Expression of recombinant carnation ethylene receptor protein DcETR1 in E. coli strain C43 (DE3)

For the expression of recombinant DcETR1 2YT medium [1.6% (w/v) peptone, 1% (w/v) yeast extract and 0.5% (w/v) NaCl] added with 2% (v/v) ethanol and 100 µg/mL ampicillin was used. Expression plasmid pET16b_DcETR1 was transformed in E. coli strain C43 (DE3). Cells were grown at 30 °C to an OD600 = 0.4. Temperature was reduced to 16 °C and expression of DcETR1 was induced by adding 0.5 mM IPTG at OD600 = 0.6. The expression was stopped after 20 h and cells were harvested by centrifugation at 7000 × g and 4 °C for 15 min.

Solubilization, purification and labeling of recombinant DcETR1 with AlexaFluor488-NHS

C43-cells containing expressed carnation ethylene receptor DcETR1 were resuspended in PBS with 20% (w/v) glycerol, 1 mM (w/v) DTT and 0.002% (w/v) PMSF (buffer P). Resuspended cells were broken using a Constants Cell Disruption System (Constant Systems, Daventry, United Kingdom) at 2.4 kbar and 4 °C. The cell lysate was centrifuged at 14,000 × g and 4 °C for 30 min. Afterwards the supernatant was centrifuged again at 40,000 × g and 4 °C for 30 min. The resulting membrane pellet was resuspended in buffer P and centrifuged at 34,000 × g and 4 °C for 30 min. For solubilization the pellet was resuspended in 50 mM Tris/HCl pH 8, 200 mM NaCl, 1.2% (w/v) FosCholine-16, 0.002% (w/v) PMSF (buffer S) and stirred for 1 h at 700 rpm and RT. Solubilized ethylene receptor protein DcETR1 was separated from membrane fragments by ultracentrifugation at 229,600 × g and 4 °C for 30 min. The resulting supernatant was applied to metal ion affinity chromatography. To this end, the protein solution was loaded on a 5 mL HisTrap FF column operated on a ÄKTAprime plus (both GE Healthcare Life Sciences) at 4 °C previously equilibrated with 50 mM Tris/HCl pH 8, 200 mM NaCl and 0.002% (w/v) PMSF (buffer A). The protein bound to the column was washed with 50 column volumes 50 mM Tris/HCl pH 8, 200 mM NaCl, 50 mM KCl, 20 mM MgCl2, 10 mM ATP and 0.002% (w/v) PMSF (buffer ATP). Then the column was washed with buffer A containing 50 mM imidazole and the protein was eluted in buffer A containing 250 mM imidazole. Purified DcETR1 was concentrated and buffer exchanged to 100 mM potassium phosphate, 300 mM NaCl, 0.015% (w/v) FosCholine-16 and 0.002% (w/v) PMSF (buffer M). For labeling DcETR1 was incubated with 2.5 fold concentration of AlexaFluor488-NHS for 30 min at RT. Buffer was changed again to 50 mM Tris/HCl pH 8, 300 mM NaCl, 5% (w/v) glycerol, 0.015% (w/v) FosCholine-16 and 0.002% (w/v) PMSF (buffer L).

* Referring expression pointing data
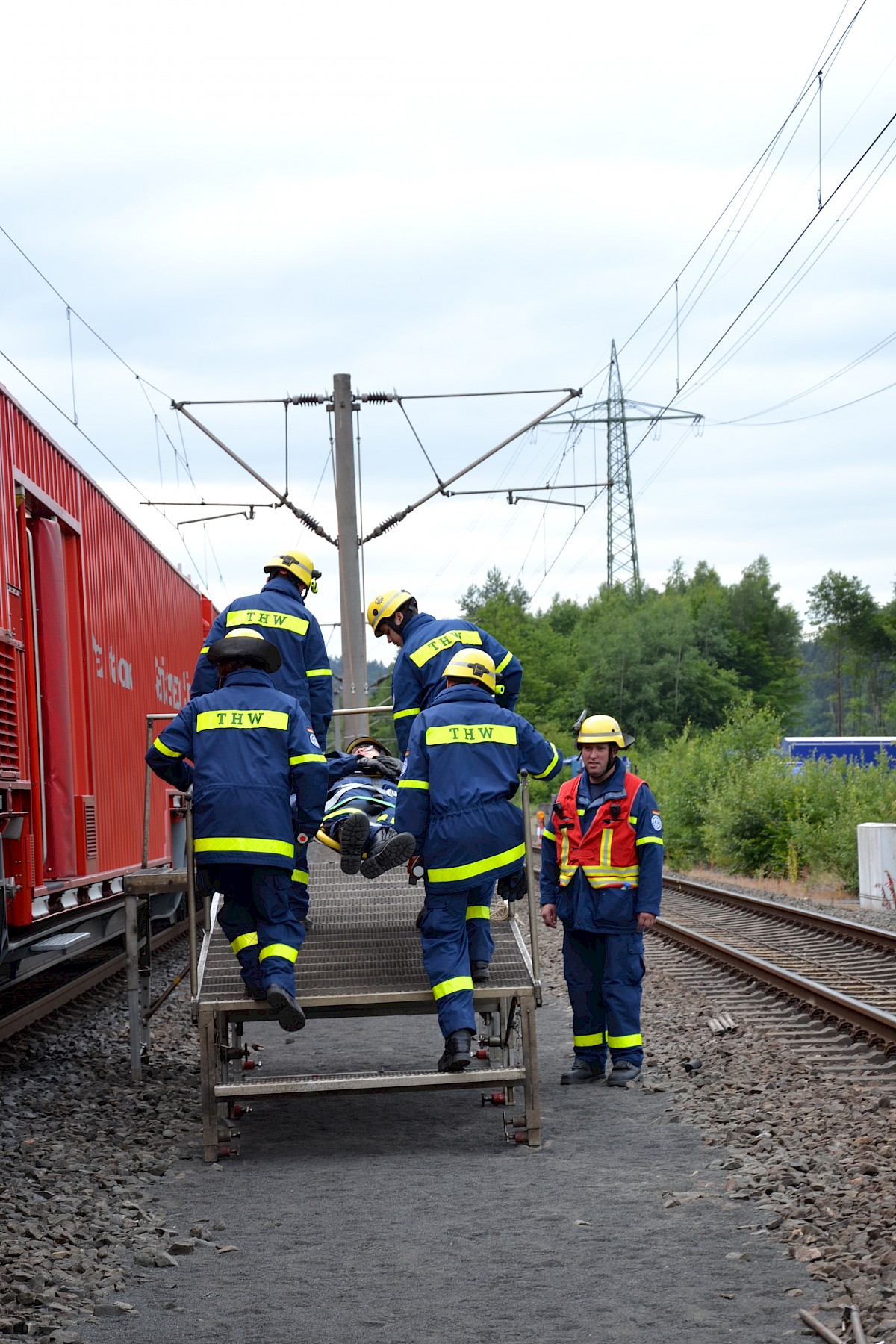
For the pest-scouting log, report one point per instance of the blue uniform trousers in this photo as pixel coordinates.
(261, 918)
(603, 974)
(449, 940)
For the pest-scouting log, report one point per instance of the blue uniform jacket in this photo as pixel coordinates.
(280, 615)
(608, 909)
(420, 668)
(460, 774)
(250, 746)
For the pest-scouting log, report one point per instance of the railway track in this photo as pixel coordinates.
(45, 992)
(840, 971)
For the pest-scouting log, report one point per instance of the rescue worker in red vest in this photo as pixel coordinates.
(461, 771)
(426, 647)
(602, 878)
(252, 747)
(280, 613)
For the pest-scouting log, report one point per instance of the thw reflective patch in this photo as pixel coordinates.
(444, 641)
(245, 940)
(242, 719)
(474, 732)
(160, 746)
(452, 987)
(243, 844)
(269, 620)
(279, 949)
(473, 870)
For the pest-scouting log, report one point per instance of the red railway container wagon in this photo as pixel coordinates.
(97, 631)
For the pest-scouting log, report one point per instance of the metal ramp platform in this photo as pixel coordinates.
(361, 957)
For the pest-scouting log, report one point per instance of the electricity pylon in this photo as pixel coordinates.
(617, 414)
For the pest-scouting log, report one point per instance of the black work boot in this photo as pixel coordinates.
(289, 1014)
(457, 1051)
(623, 1071)
(583, 1071)
(391, 853)
(354, 835)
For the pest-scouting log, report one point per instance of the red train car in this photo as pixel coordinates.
(97, 631)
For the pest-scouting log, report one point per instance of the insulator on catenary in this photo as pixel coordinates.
(390, 522)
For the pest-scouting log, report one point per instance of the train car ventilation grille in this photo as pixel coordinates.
(8, 718)
(90, 827)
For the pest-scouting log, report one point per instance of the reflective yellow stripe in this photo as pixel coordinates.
(473, 870)
(160, 746)
(550, 766)
(470, 732)
(279, 949)
(452, 987)
(246, 940)
(243, 844)
(242, 719)
(444, 641)
(273, 620)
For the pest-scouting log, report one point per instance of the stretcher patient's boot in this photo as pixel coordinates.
(393, 853)
(623, 1071)
(354, 835)
(455, 1055)
(289, 1014)
(583, 1071)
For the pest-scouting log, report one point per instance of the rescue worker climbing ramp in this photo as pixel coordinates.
(461, 771)
(426, 647)
(250, 747)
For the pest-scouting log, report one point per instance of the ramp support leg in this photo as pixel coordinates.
(531, 1063)
(208, 1073)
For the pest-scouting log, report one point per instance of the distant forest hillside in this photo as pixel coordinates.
(687, 655)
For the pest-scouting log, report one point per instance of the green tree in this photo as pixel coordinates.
(766, 638)
(842, 612)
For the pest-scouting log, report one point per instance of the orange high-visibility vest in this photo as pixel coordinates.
(608, 853)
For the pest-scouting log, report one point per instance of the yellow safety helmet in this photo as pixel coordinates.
(473, 665)
(245, 643)
(296, 564)
(601, 727)
(386, 605)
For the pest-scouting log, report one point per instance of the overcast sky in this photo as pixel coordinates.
(242, 202)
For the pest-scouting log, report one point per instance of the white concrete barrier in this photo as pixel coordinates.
(877, 866)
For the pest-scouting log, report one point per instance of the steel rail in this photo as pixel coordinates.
(809, 918)
(42, 1007)
(877, 1024)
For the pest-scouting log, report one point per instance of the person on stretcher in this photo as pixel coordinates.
(359, 816)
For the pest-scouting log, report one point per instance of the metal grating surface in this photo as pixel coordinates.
(363, 942)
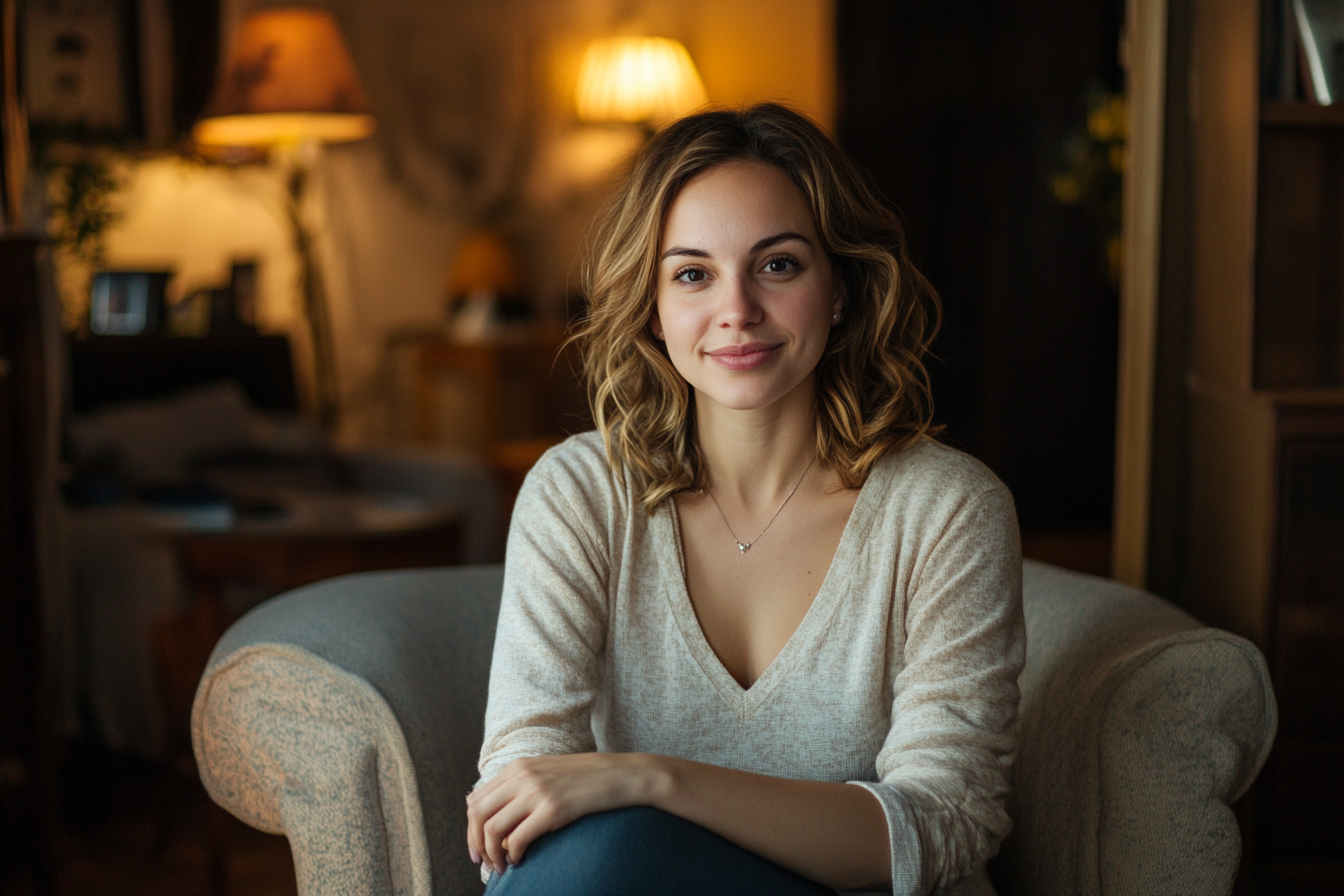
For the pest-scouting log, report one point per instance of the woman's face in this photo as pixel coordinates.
(746, 296)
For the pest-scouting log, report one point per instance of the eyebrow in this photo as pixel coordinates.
(761, 243)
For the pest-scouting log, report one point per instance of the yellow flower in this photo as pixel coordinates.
(1106, 122)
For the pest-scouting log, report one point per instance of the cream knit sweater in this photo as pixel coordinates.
(902, 676)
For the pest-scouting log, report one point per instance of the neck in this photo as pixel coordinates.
(756, 457)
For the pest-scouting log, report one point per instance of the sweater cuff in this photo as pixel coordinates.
(906, 849)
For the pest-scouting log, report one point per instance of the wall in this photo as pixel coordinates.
(477, 86)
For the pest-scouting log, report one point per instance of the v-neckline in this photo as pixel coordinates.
(743, 700)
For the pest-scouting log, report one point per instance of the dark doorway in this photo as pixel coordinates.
(958, 109)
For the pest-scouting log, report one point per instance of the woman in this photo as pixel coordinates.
(760, 632)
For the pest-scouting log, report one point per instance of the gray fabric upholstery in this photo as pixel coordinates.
(348, 716)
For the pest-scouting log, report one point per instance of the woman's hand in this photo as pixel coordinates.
(538, 794)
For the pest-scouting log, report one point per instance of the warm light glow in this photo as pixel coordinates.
(637, 81)
(288, 78)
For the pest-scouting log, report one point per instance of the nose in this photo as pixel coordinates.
(738, 304)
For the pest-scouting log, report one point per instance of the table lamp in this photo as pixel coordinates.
(639, 81)
(288, 79)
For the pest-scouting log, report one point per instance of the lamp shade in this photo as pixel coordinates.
(288, 78)
(637, 81)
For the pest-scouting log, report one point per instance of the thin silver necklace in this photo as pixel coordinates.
(742, 547)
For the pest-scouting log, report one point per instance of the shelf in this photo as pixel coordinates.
(1301, 114)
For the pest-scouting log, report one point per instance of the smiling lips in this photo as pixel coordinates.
(746, 356)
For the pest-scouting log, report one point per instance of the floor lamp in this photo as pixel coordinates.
(289, 81)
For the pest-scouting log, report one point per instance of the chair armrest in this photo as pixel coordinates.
(442, 476)
(348, 716)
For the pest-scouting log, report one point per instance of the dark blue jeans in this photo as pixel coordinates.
(644, 852)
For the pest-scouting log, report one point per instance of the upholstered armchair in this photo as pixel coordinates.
(347, 715)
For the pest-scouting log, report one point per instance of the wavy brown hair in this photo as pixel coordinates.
(871, 386)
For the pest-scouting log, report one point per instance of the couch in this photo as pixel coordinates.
(348, 715)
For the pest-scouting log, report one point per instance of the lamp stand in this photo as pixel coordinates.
(316, 310)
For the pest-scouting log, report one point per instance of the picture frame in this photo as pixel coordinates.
(127, 302)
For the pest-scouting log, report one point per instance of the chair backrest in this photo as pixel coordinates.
(1139, 728)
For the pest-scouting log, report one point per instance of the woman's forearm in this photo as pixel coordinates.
(832, 833)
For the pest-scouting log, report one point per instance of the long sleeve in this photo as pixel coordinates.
(553, 619)
(945, 763)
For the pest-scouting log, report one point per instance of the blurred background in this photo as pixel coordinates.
(285, 290)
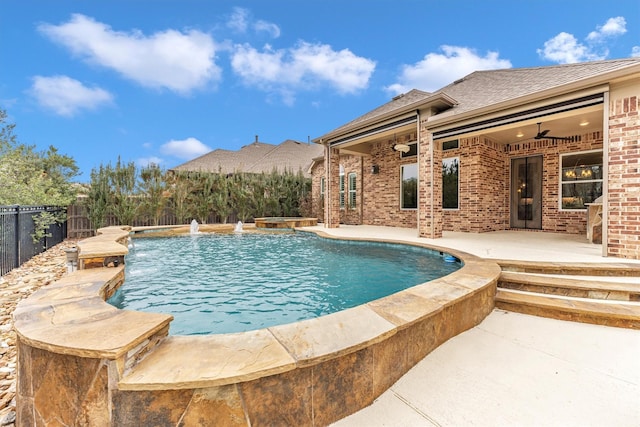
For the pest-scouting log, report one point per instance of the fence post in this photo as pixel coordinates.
(16, 260)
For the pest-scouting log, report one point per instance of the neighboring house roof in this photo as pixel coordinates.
(482, 89)
(257, 157)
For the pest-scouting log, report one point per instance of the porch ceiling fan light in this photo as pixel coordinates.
(403, 148)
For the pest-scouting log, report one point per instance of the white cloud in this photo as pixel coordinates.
(613, 27)
(439, 69)
(66, 96)
(144, 162)
(267, 27)
(564, 48)
(304, 67)
(239, 20)
(180, 62)
(186, 149)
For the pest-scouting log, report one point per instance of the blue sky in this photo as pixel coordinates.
(166, 81)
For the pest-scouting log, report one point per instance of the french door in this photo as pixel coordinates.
(526, 192)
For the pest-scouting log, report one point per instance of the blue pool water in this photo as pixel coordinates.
(238, 282)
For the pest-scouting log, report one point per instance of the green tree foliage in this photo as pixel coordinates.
(180, 187)
(31, 177)
(124, 185)
(133, 196)
(98, 197)
(153, 185)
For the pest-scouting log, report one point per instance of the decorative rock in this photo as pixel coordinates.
(15, 286)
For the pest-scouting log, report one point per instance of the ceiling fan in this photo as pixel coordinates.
(543, 135)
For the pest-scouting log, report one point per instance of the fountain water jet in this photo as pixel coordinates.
(194, 228)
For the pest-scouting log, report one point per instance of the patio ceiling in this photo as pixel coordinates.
(563, 125)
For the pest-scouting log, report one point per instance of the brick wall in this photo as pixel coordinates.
(624, 177)
(554, 219)
(484, 185)
(382, 190)
(317, 201)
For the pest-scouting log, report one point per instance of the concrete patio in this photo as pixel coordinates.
(514, 369)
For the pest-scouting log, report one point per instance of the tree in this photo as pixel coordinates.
(31, 177)
(98, 196)
(153, 186)
(124, 182)
(180, 187)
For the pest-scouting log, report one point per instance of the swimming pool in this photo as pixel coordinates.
(226, 283)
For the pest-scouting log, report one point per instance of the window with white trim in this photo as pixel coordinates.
(352, 190)
(450, 183)
(409, 186)
(580, 179)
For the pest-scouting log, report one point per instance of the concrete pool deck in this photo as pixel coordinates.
(514, 369)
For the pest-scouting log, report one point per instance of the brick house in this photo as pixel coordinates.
(511, 149)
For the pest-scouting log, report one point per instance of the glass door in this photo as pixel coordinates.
(526, 192)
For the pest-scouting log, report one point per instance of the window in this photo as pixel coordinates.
(409, 186)
(450, 183)
(352, 190)
(580, 179)
(450, 145)
(413, 150)
(341, 187)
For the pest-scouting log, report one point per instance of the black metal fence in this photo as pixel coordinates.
(17, 225)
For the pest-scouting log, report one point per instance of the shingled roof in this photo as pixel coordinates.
(257, 157)
(482, 89)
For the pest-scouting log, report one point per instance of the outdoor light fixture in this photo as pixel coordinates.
(403, 148)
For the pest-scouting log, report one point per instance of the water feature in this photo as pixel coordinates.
(194, 228)
(237, 282)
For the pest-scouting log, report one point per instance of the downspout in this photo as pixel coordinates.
(327, 187)
(605, 181)
(432, 185)
(361, 192)
(419, 162)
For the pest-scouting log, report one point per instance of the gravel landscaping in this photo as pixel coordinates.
(15, 286)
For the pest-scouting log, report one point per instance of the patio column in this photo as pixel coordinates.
(332, 193)
(430, 187)
(622, 203)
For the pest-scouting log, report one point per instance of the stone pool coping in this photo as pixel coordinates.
(71, 318)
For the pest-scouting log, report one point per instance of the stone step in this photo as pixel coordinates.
(619, 269)
(571, 286)
(599, 312)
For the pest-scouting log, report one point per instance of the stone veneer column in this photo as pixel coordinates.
(623, 222)
(429, 193)
(332, 191)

* Exercise tasks
[a] In the DcETR1 protocol, what concentration of IPTG was used to induce expression, and at what OD600 was it added?
[b] Decide whether each statement agrees with the DcETR1 protocol. Answer yes or no and quote the deciding words.
(i) Cells were harvested by centrifugation at 7000 × g.
(ii) The protein was eluted in buffer A containing 50 mM imidazole.
(iii) DcETR1 was incubated with AlexaFluor488-NHS for 30 min at RT.
[c] Please summarize the DcETR1 protocol in three sentences.

* Activity answers
[a] 0.5 mM IPTG, added at OD600 = 0.6.

[b]
(i) Yes: "cells were harvested by centrifugation at 7000 × g and 4 °C for 15 min"
(ii) No: "the protein was eluted in buffer A containing 250 mM imidazole"
(iii) Yes: "DcETR1 was incubated with 2.5 fold concentration of AlexaFluor488-NHS for 30 min at RT"

[c] DcETR1 was expressed from plasmid pET16b_DcETR1 in E. coli strain C43 (DE3): cells were grown at 30 °C, induced with IPTG at 16 °C, and harvested after 20 h. The cells were broken, the membranes were collected by centrifugation, and the receptor was solubilized in FosCholine-16 buffer and purified on a HisTrap FF column with imidazole elution. The purified protein was concentrated, exchanged into buffer M, labeled with AlexaFluor488-NHS for 30 min at RT, and finally exchanged into buffer L.